> _Exercise_:
Continue the personal essay on a mother's search for happiness, picking up after its final sentence.

The Paradox of a Mother’s Happiness

After watching this interview from Jada Pinkett Smith and her daughter, Willow, I was moved to share my similar Journey to Personal Happiness.  Some key moments in this video are at the 4:00 mark.

For over 13 years, I have wondered how to put into words the severe guilt I felt in my heart for wanting more in my life outside of motherhood and being a wife.  The frustrating guilt from the world’s standards that said I should be COMPLETELY fulfilled by motherhood.  I questioned myself daily, wondering what was wrong with me, why couldn’t I just be happy with what I had and the awesome family I had created with Michael?  Why did I still feel a hole, an ache in my heart for something more?

In my 20’s, the world told me that I should have been completely fulfilled by my HR consulting career and my budding romance and eventual engagement and marriage to my husband Michael.  Then, a year later when Leah, my oldest daughter, came into our lives, I thought “This is it!  This is all I’ve ever wanted in my life.  Being a mother is totally fulfilling to me!”  But, that feeling began to fade as I saw pieces of myself starting to slip away.  Going to the gym, spending time alone with friends, shaving my legs and styling my hair regularly, or having a cup of coffee and reading the newspaper for an hour just wasn’t a priority.  “Me time” made me feel selfish, and the questionable comments about my time away from Leah or my other two children, Lauren and Jackson, years later created a dark cloud over my head that made me feel self-centered for wanting time by myself.  I was questioned as to why I needed time away…was the family not enough for me?  Why isn’t 2-4 hours a month to go thrift shopping enough to refill my happiness cup so that I could give everything to my kids and husband?

It wasn’t until 3 years ago that I knew it was time to re-establish some things in my life.  Feeling the worst physically I had felt in years, and thinking that I might need to look at anti-depressants not too much further down the road, I was at a breaking point.  I had to find that something to re-fill my heart.  And, as much as I absolutely loved my family, I was aching inside.

I started improving my personal nutrition (as selfish as that sounds by not thinking of my children first), and I began to come out of the fog that had clouded my ability to focus, think clearly and feel happier.  I stayed very committed to improving my health, and guess what?  My family began to see a happier Eva. Mommy was happier and she wanted to play more with the kids.  She danced in the kitchen while making dinner which soon created family dance parties at Club Rumble!  We began to grow closer as a family.  Heck, Mommy and Daddy even kissed in front of the kids at times.  I then focused on making my family healthier, too.

Once I fell in love with how the Shaklee products made me feel, I began transitioning to being a Shaklee business owner, something I had never really done before.  The time I was taking to start my business plus making more time to workout consistently because I had more energy and motivation, reading books that filled my soul, dedicating time to go to weekly Bible study, to even occasionally spending time with friends (which I had not done in years and had lost some connections)…well, let’s just say it was rough on everyone getting used to this change.  But, I knew the importance of finding myself again.

All of these changes were moving me in a very good direction.  But, for me, the most significant filling of my soul came when I surrendered my life to Jesus.  He has made my life so complete and He continues to bless me daily.  Where Jada talks to “the powers above,” I call on my Heavenly Father when I wake up, throughout my day, and before I lay my head down at night and I am sure to thank Him and praise Him for all experiences as He is molding me and helping me live the life of purpose that He intended for me to live.

> _Extracted material_:

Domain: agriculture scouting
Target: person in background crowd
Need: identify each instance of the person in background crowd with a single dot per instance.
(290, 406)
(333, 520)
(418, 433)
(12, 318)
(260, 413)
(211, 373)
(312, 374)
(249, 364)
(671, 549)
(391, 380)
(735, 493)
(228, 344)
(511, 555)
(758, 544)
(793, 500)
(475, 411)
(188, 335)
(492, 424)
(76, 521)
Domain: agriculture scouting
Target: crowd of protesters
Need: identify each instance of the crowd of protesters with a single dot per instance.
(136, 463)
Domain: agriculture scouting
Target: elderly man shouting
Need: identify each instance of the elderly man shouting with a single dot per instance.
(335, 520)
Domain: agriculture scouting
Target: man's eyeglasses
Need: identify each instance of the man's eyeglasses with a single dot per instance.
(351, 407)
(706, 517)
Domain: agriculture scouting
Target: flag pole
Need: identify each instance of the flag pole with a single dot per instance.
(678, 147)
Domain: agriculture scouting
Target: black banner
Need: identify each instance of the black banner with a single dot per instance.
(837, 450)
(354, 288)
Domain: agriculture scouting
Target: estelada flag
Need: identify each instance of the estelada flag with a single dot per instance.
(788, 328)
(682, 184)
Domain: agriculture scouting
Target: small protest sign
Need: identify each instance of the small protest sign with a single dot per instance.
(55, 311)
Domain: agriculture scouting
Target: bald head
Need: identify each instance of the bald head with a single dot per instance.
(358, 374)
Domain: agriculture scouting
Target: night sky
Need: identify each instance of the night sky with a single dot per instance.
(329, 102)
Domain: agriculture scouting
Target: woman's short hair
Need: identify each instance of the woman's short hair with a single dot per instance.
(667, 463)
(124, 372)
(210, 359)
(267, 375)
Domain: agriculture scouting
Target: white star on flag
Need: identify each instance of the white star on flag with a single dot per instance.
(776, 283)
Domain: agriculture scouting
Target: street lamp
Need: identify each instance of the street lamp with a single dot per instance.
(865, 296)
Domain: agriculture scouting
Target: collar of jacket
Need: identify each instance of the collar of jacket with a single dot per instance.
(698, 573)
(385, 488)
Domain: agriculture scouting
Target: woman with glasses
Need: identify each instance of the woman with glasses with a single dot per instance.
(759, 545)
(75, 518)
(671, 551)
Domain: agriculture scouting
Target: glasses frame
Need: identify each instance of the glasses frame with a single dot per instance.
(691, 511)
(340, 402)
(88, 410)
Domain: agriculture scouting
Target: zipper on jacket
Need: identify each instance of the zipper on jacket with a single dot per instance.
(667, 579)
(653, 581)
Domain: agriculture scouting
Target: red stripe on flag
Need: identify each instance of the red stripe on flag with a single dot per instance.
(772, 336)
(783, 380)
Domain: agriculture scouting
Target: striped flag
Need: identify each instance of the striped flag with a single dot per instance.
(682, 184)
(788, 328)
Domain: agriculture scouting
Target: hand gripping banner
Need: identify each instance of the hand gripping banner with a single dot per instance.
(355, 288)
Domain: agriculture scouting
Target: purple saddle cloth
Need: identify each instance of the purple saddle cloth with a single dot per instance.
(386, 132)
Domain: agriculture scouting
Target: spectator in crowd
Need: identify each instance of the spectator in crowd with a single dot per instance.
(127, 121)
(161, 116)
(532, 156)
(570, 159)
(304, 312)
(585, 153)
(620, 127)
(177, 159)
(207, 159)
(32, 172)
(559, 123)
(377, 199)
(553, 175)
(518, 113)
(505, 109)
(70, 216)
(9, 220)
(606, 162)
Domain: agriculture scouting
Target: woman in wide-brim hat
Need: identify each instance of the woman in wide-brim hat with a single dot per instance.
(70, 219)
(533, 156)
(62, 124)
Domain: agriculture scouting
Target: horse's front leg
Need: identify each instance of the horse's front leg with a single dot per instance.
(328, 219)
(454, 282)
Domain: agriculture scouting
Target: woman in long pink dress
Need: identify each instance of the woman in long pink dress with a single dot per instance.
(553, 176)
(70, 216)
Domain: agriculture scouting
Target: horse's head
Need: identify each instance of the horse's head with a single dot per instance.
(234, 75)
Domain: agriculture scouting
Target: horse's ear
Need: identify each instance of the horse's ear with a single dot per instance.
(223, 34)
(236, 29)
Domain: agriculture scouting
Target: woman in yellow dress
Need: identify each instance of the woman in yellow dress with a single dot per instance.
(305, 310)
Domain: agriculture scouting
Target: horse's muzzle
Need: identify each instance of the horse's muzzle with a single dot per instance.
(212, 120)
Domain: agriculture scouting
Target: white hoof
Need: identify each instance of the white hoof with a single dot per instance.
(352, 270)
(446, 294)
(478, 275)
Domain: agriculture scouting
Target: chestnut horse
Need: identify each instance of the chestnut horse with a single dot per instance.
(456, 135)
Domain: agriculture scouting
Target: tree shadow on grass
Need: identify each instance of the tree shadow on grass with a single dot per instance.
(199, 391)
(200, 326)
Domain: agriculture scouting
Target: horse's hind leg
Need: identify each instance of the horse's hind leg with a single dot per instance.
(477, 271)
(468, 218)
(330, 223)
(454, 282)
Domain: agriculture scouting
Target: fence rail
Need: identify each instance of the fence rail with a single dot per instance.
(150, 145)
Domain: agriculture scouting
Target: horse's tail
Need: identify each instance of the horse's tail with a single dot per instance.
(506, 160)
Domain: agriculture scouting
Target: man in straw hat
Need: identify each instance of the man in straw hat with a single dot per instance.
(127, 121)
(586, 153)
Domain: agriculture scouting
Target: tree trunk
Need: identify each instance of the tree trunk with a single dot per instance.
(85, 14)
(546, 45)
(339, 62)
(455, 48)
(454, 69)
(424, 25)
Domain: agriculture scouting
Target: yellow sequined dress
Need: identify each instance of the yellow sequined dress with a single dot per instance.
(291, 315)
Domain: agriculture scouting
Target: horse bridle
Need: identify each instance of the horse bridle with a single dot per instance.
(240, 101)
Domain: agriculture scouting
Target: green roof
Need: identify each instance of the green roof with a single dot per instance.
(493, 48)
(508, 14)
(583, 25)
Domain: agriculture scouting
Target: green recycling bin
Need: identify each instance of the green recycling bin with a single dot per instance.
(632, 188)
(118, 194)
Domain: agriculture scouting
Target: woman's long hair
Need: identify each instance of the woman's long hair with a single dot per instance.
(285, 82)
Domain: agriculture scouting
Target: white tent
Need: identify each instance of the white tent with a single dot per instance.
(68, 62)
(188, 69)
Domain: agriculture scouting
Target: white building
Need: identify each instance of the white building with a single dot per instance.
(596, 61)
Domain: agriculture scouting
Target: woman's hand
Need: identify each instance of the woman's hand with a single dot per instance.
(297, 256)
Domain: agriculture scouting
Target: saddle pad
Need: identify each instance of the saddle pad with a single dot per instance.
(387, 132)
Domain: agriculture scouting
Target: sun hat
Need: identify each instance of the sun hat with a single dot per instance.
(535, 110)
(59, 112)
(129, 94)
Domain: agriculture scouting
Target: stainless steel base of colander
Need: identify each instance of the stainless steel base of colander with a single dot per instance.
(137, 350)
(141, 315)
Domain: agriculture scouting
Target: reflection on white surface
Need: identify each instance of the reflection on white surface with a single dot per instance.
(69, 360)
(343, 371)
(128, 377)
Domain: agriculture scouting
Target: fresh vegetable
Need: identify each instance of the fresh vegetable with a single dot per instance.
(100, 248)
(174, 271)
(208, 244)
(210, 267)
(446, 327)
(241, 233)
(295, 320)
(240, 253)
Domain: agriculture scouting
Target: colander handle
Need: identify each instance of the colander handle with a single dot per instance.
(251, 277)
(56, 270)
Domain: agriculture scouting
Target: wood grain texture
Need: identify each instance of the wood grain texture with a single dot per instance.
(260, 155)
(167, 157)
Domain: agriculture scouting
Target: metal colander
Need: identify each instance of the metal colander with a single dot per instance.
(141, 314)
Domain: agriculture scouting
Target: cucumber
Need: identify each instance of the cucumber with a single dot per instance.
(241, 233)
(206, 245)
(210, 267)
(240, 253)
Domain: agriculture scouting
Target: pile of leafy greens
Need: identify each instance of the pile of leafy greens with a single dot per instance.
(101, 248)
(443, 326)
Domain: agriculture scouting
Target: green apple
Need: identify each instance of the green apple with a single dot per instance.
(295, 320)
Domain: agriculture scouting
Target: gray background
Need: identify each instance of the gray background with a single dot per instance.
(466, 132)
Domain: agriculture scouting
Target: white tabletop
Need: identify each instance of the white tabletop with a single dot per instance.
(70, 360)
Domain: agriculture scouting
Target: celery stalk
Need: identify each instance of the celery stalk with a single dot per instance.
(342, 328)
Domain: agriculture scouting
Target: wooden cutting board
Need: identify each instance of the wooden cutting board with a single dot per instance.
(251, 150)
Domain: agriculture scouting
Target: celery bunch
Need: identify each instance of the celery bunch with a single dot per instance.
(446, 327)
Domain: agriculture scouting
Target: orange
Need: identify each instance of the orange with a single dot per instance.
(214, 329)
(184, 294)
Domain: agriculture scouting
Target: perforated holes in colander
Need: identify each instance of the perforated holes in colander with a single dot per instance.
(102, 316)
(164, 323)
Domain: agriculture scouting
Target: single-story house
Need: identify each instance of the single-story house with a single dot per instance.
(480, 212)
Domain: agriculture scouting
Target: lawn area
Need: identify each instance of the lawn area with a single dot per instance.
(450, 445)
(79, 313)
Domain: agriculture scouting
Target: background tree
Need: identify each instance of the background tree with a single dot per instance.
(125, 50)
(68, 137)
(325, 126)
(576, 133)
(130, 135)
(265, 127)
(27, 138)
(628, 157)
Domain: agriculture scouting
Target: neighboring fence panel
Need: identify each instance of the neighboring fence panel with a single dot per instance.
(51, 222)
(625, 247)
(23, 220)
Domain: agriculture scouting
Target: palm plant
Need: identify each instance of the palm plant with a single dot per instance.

> _Task output_:
Our histories are never wasted.  I reflect on my Journey to Personal Happiness daily and what the Lord has placed in my heart as I speak to women (and their husbands) about finding their purpose and feeling their best and making their health a PRIORITY, so that they too can take care of others and still feel appreciated, valued and worthy.

I firmly believe that God made EACH of us for a purpose.  Motherhood is part of my purpose.  Being a wife is part of my purpose.  They are my highest priorities.  However, I innately want to do something that gives me a personal purpose, one that makes me feel appreciated and valued outside of my family. That does not mean that I don’t love my family.  It does NOT mean that I am trying to create distance from them.  It is simply finding something that fuels my soul.  Something that allows my true person/personality to shine through.  To use the skills, blessings and talents that God gave me.  I am happiest when I have my own “thing” whether it was creating hand decorated cookies, teaching Sunday school and being a professional volunteer at school, church and in the community, or now building a thriving nutrition business that gives me so much joy!

Like Jada said in her interview, mothers today need “re-messaging”, to “re-align how to care for [ourselves] to even have the capacity to care for others.” We need to create new messaging that says WE are priorities, just like our families are, and accept the fact that it is OK to have something outside of our families and children that fulfills us.  What mothers think will make their families unhappy (taking time for themselves and finding personal purpose) is actually really fulfilling to their families.  The happier mothers are, the better it works for the family.  As the old saying goes, “If Mama ain’t happy, nobody’s happy.” 🙂

Also, women supporting women is so much more powerful than women breaking each other down. That’s why I love working with the team that I am on that is so supportive of one another and uplifts each other and shares best practices/tools, and we are genuinely happy for each others’ successes.  Interestingly enough, I am attracting those kinds of people to my business team as well!

If you have personal experiences that you would like to share, please comment below.  I would love to learn from you!

Be Well and GetBZLiving!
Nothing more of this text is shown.